Please restate, word for word, the lines below that begin at the one with "box: [227, 45, 238, 49]" and end at the one with "positive clicks: (49, 138)". Leave out all other lines.

Stored items:

%%

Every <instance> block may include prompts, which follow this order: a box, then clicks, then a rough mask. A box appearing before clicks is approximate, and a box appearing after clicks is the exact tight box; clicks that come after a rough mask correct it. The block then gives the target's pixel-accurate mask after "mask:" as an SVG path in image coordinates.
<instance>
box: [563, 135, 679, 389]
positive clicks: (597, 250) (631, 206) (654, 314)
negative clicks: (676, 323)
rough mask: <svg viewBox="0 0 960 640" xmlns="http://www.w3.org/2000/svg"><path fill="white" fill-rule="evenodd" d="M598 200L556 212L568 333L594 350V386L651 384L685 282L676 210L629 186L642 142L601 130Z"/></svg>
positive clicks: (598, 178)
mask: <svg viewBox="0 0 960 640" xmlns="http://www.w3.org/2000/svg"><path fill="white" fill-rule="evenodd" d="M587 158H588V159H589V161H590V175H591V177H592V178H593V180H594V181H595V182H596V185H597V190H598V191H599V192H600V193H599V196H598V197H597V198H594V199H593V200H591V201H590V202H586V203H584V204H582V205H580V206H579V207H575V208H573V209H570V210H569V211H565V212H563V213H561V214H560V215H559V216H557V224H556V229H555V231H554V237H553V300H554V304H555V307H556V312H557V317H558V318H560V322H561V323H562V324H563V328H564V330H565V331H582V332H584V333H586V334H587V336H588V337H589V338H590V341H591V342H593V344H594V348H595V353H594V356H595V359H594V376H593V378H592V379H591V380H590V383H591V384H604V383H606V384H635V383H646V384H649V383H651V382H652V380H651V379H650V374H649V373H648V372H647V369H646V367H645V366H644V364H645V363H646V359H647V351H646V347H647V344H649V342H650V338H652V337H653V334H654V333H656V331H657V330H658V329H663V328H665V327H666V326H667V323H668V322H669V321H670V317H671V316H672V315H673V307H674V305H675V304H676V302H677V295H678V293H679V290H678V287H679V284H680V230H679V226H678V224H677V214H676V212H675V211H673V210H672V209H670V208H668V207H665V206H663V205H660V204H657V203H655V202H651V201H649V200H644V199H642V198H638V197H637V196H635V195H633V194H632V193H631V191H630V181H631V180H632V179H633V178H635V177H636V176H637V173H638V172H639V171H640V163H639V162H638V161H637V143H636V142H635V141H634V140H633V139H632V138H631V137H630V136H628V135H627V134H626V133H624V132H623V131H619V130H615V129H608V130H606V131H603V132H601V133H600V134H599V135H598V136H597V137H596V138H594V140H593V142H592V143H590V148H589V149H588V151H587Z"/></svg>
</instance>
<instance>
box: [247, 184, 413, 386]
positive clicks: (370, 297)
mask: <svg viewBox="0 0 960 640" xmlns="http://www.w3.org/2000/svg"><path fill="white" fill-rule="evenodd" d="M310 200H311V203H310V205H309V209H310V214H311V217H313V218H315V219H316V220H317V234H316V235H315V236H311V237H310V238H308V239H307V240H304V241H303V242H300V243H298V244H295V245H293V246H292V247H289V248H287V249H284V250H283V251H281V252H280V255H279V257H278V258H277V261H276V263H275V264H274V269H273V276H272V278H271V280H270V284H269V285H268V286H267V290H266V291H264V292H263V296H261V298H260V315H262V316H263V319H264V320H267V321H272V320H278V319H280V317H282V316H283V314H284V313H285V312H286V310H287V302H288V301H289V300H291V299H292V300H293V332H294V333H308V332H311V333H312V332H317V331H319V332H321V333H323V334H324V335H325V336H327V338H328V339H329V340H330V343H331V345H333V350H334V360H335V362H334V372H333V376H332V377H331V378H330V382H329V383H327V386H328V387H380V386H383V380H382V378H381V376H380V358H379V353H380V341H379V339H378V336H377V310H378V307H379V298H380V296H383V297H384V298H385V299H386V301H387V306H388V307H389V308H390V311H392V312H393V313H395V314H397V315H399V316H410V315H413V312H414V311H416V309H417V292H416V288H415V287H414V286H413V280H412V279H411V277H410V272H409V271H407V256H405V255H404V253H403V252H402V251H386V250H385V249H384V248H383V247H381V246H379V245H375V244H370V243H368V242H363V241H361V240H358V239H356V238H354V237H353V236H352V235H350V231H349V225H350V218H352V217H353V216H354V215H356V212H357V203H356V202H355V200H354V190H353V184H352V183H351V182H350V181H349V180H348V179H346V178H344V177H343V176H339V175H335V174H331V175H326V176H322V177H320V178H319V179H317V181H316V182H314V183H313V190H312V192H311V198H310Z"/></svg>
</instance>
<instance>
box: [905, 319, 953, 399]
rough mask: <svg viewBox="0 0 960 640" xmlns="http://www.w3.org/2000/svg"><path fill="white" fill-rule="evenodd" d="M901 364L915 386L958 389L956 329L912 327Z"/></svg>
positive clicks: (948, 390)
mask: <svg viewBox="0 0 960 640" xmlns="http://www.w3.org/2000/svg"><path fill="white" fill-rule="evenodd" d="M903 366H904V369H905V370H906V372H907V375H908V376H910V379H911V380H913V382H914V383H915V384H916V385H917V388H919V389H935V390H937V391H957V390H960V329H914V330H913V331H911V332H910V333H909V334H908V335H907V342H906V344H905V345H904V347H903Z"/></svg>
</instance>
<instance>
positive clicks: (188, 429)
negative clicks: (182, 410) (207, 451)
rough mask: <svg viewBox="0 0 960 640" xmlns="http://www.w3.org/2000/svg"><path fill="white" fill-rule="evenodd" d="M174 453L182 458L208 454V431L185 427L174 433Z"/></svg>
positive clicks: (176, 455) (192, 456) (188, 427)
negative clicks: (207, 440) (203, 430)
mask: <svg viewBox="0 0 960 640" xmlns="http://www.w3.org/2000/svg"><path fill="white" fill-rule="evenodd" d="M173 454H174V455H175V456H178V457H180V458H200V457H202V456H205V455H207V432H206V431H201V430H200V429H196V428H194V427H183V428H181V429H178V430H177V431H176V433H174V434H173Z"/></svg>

%%
%%

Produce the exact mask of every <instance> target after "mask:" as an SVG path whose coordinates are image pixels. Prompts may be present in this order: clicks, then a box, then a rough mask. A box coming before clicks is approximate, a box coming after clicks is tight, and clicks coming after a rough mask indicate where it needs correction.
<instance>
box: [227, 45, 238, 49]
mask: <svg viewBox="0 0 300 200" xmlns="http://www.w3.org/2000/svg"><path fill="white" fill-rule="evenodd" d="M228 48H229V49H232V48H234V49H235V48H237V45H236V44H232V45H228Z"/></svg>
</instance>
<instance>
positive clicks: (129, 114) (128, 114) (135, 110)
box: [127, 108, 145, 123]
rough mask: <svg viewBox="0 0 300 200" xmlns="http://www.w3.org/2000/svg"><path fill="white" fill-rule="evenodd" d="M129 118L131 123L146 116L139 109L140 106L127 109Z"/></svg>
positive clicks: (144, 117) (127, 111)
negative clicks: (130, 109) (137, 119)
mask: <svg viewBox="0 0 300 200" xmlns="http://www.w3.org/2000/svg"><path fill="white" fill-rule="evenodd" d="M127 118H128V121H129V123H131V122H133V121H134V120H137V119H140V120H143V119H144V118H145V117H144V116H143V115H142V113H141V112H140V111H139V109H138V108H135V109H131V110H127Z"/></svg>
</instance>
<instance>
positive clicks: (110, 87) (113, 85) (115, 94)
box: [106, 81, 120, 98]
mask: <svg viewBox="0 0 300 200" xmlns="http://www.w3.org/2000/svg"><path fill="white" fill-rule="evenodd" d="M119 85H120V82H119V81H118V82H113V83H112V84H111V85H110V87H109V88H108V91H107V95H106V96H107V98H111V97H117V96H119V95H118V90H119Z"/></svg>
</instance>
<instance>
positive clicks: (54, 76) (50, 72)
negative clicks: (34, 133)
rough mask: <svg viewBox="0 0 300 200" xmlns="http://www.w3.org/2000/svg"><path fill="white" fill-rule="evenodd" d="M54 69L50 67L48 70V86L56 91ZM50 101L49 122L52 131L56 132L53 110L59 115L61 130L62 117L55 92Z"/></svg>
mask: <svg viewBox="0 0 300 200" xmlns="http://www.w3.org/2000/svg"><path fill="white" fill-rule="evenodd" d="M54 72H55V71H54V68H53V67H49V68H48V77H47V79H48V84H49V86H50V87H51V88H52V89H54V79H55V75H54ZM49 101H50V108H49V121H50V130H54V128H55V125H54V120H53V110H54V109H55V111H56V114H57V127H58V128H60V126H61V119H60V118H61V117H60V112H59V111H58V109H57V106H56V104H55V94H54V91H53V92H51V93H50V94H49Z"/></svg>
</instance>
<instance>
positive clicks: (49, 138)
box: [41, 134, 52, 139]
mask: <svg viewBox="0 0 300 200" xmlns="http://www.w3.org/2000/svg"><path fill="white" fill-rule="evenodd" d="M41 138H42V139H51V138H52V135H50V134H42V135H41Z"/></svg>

%%

_Output of the task_.
box: [227, 45, 238, 49]
mask: <svg viewBox="0 0 300 200" xmlns="http://www.w3.org/2000/svg"><path fill="white" fill-rule="evenodd" d="M228 48H229V49H232V48H234V49H235V48H237V45H236V44H232V45H228Z"/></svg>
</instance>
<instance>
positive clicks: (129, 114) (128, 114) (135, 110)
box: [127, 108, 145, 123]
rough mask: <svg viewBox="0 0 300 200" xmlns="http://www.w3.org/2000/svg"><path fill="white" fill-rule="evenodd" d="M129 118L131 123L146 116L139 109L140 106L127 109Z"/></svg>
positive clicks: (144, 117) (127, 111)
negative clicks: (130, 109) (137, 119)
mask: <svg viewBox="0 0 300 200" xmlns="http://www.w3.org/2000/svg"><path fill="white" fill-rule="evenodd" d="M127 118H128V121H129V123H131V122H133V121H134V120H137V119H140V120H143V119H144V118H145V117H144V116H143V115H142V113H141V112H140V111H139V109H138V108H135V109H131V110H127Z"/></svg>
</instance>
<instance>
positive clicks: (110, 87) (113, 85) (115, 94)
box: [106, 81, 120, 98]
mask: <svg viewBox="0 0 300 200" xmlns="http://www.w3.org/2000/svg"><path fill="white" fill-rule="evenodd" d="M119 85H120V82H119V81H118V82H113V83H112V84H111V85H110V87H109V88H108V91H107V95H106V96H107V98H111V97H117V96H119V95H118V90H119Z"/></svg>
</instance>
<instance>
positive clicks: (54, 76) (50, 72)
negative clicks: (34, 133)
rough mask: <svg viewBox="0 0 300 200" xmlns="http://www.w3.org/2000/svg"><path fill="white" fill-rule="evenodd" d="M54 69L50 67L48 70V86L56 91ZM50 101L49 122L52 131L56 132L53 110L59 115L61 130L62 117L55 92Z"/></svg>
mask: <svg viewBox="0 0 300 200" xmlns="http://www.w3.org/2000/svg"><path fill="white" fill-rule="evenodd" d="M54 72H55V71H54V68H53V67H49V68H48V77H47V79H48V84H49V86H50V87H51V88H52V89H54V79H55V75H54ZM49 101H50V108H49V121H50V130H54V128H55V125H54V120H53V110H54V109H55V111H56V114H57V127H58V128H60V126H61V119H60V118H61V117H60V112H59V111H58V109H57V106H56V104H55V94H54V91H53V92H51V93H50V94H49Z"/></svg>
</instance>
<instance>
positive clicks: (49, 138)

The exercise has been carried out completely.